About this exercise
Everything from the line holding "the fur-trimmed hood." through the final line of the entries below is to be duplicated exactly, and nothing outside that span.

Records shown
——
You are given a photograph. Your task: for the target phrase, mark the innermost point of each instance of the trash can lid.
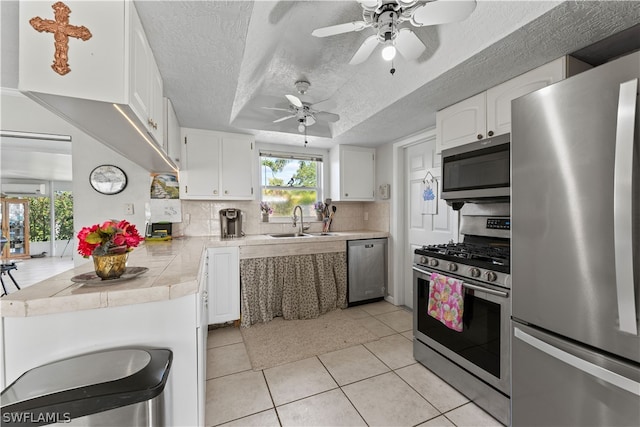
(90, 383)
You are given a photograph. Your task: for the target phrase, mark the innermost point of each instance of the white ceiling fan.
(385, 16)
(305, 113)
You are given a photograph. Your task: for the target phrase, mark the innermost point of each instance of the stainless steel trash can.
(119, 387)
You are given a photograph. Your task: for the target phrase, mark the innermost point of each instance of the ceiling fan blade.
(277, 109)
(442, 12)
(294, 100)
(282, 119)
(365, 50)
(309, 120)
(369, 4)
(339, 29)
(408, 44)
(327, 117)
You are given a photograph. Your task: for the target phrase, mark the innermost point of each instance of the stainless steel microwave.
(477, 172)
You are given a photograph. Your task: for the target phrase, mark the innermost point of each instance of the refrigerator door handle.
(623, 206)
(587, 367)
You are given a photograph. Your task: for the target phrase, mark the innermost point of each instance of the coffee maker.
(231, 223)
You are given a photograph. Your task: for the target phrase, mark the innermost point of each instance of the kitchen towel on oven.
(446, 300)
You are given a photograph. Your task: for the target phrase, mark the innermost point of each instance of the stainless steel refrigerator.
(575, 252)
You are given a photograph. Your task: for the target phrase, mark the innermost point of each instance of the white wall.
(384, 167)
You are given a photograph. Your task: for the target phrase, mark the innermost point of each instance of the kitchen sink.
(289, 235)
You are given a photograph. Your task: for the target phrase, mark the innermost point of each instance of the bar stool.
(6, 268)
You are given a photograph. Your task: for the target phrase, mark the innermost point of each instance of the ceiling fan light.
(389, 52)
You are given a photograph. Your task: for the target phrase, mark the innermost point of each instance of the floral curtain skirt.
(294, 287)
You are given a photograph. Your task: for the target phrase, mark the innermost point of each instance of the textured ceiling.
(222, 62)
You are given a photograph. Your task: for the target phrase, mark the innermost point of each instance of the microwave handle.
(623, 206)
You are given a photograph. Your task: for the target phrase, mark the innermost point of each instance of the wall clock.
(108, 179)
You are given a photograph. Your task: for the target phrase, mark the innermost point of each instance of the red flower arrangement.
(112, 237)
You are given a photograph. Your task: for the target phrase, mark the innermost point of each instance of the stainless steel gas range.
(475, 360)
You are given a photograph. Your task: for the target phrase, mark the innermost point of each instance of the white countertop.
(174, 270)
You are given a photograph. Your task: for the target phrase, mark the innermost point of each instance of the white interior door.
(423, 228)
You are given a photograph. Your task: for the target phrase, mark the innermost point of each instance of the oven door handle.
(421, 271)
(469, 285)
(487, 290)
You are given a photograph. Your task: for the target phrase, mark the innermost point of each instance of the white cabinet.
(352, 173)
(223, 284)
(113, 90)
(216, 166)
(145, 88)
(462, 122)
(172, 142)
(489, 113)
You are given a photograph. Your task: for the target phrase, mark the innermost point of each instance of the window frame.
(291, 154)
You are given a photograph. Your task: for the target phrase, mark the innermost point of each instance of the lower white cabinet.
(352, 173)
(223, 284)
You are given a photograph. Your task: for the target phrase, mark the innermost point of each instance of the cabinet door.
(224, 284)
(139, 89)
(156, 116)
(461, 123)
(172, 133)
(499, 97)
(357, 174)
(200, 162)
(237, 167)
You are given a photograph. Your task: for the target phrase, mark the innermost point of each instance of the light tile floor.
(376, 384)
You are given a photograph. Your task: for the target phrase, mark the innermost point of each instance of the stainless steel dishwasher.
(367, 262)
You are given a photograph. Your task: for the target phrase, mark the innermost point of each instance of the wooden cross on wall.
(61, 32)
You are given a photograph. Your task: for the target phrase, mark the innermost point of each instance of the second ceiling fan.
(305, 113)
(385, 16)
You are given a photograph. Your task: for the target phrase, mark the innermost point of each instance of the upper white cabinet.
(352, 173)
(223, 284)
(216, 165)
(145, 88)
(489, 113)
(172, 144)
(112, 89)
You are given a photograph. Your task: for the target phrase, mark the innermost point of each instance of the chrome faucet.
(295, 219)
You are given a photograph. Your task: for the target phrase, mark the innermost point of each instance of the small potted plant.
(109, 244)
(266, 211)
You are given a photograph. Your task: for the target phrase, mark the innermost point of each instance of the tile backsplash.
(201, 218)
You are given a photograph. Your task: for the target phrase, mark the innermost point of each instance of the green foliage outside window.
(40, 214)
(290, 182)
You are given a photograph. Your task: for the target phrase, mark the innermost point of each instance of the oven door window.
(487, 168)
(479, 341)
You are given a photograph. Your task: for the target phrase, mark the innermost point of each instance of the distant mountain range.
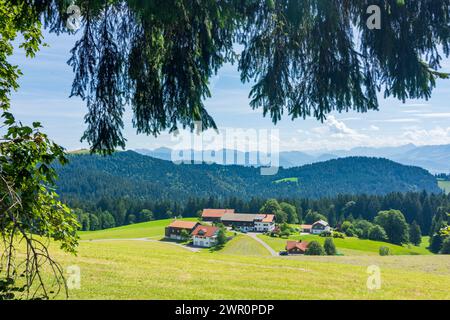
(129, 174)
(435, 159)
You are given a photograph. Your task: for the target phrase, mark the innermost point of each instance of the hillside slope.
(129, 174)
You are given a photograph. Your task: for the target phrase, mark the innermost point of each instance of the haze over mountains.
(435, 159)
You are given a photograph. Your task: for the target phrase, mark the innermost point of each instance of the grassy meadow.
(244, 269)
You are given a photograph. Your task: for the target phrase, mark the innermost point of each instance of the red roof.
(268, 218)
(215, 213)
(183, 224)
(205, 231)
(299, 245)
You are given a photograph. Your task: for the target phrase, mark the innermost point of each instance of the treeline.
(108, 212)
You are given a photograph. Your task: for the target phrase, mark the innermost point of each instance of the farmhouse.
(320, 226)
(296, 247)
(214, 215)
(173, 230)
(249, 222)
(205, 236)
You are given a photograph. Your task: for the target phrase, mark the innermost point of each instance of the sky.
(46, 83)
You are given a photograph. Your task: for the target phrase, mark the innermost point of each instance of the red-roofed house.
(173, 230)
(205, 236)
(296, 247)
(266, 223)
(214, 215)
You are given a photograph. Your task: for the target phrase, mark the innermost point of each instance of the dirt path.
(192, 249)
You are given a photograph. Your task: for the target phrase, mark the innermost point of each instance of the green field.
(444, 185)
(352, 246)
(244, 269)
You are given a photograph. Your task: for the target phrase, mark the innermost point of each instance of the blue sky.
(47, 79)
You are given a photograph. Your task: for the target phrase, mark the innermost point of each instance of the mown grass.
(244, 245)
(444, 185)
(151, 229)
(351, 246)
(155, 270)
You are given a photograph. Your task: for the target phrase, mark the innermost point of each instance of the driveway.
(254, 235)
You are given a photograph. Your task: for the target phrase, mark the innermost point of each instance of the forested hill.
(129, 174)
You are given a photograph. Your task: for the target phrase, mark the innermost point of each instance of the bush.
(345, 226)
(330, 248)
(385, 251)
(351, 232)
(315, 249)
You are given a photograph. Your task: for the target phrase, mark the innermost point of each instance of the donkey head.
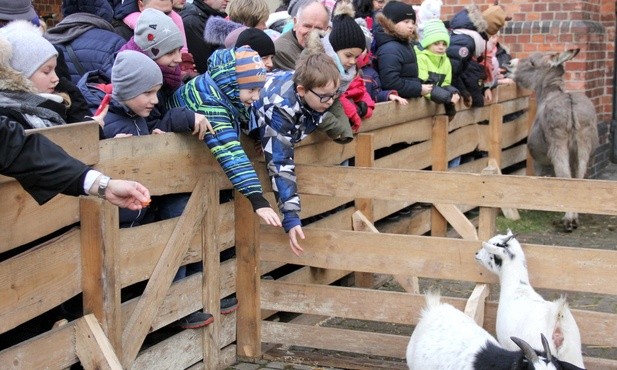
(531, 71)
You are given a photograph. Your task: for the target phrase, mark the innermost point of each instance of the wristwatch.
(103, 182)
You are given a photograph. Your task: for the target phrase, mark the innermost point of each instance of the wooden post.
(365, 157)
(100, 266)
(143, 315)
(531, 112)
(439, 152)
(248, 316)
(211, 276)
(495, 125)
(487, 217)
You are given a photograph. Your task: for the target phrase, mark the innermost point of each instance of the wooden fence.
(97, 259)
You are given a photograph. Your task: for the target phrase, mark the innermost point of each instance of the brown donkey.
(564, 134)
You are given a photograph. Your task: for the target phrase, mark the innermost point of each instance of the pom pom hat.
(133, 73)
(397, 11)
(250, 70)
(29, 49)
(157, 34)
(434, 30)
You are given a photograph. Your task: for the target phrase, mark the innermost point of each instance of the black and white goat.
(522, 312)
(447, 339)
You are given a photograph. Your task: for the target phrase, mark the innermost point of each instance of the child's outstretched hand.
(396, 98)
(201, 126)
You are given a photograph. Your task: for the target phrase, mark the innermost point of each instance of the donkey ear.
(563, 57)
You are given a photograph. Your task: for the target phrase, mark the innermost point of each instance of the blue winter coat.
(280, 120)
(396, 61)
(93, 42)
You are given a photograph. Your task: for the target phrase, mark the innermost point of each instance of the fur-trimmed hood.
(469, 18)
(389, 28)
(217, 29)
(10, 79)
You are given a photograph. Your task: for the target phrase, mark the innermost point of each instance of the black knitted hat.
——
Answer section
You are given a photograph. Your task: for the target phrase, mark the innermost point of each instance of the fur-trimmed hood.
(469, 18)
(389, 28)
(217, 29)
(10, 79)
You are given a photograph. Your task: for the target phrase, mark the innermost point of each instance of the black knitted hat.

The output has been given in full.